Restate word for word every line from the one containing "Pick out a point on every instance of the green" to the last line of the records below.

=== Section Start ===

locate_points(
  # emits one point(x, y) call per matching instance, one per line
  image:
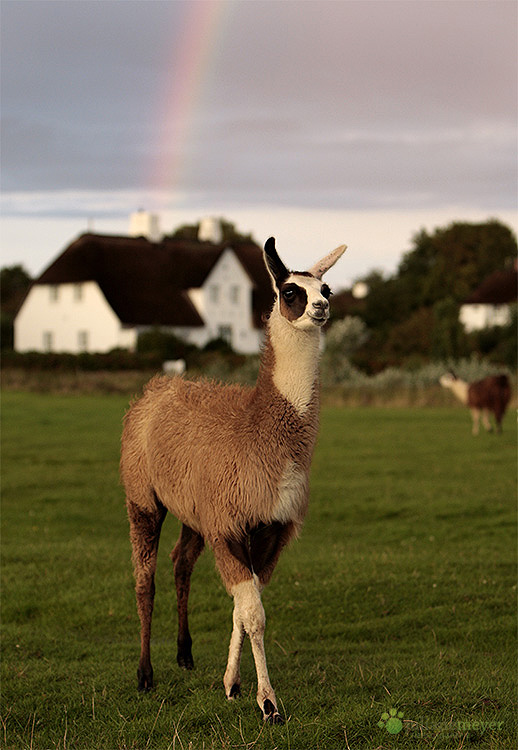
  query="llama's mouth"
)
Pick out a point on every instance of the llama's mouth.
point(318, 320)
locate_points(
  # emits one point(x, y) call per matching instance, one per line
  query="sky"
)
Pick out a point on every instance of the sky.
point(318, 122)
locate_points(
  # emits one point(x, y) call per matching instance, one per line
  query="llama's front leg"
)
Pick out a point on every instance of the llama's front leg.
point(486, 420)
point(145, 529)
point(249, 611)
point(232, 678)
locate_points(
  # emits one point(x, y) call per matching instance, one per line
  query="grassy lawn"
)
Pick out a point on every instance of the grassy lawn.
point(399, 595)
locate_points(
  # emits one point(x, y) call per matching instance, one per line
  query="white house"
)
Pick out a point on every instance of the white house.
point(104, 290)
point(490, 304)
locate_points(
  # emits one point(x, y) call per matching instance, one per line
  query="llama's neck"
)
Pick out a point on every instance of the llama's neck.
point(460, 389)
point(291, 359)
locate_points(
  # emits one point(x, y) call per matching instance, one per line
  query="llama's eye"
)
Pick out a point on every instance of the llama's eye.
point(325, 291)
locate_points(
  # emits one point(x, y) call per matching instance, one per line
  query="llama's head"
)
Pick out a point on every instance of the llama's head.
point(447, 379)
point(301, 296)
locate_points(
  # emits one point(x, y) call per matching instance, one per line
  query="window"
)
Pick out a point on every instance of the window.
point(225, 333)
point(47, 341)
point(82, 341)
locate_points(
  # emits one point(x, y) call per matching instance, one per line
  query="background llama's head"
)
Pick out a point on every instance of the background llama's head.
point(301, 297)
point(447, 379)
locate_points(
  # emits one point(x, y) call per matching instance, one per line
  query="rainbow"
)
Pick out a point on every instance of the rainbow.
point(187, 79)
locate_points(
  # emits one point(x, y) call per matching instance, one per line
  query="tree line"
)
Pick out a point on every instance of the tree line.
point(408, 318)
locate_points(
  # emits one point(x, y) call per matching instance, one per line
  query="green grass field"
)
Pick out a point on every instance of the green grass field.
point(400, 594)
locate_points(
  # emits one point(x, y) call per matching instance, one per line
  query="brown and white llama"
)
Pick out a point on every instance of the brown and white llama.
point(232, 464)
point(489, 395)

=== Section End ===

- _Written response_:
Pick out a point on every instance of the green grass field.
point(400, 594)
locate_points(
  # emits one point(x, y) call per matching instance, one per line
  query="brown and white llama"
)
Pick out a point on every instance of the brown and white llama.
point(232, 464)
point(489, 395)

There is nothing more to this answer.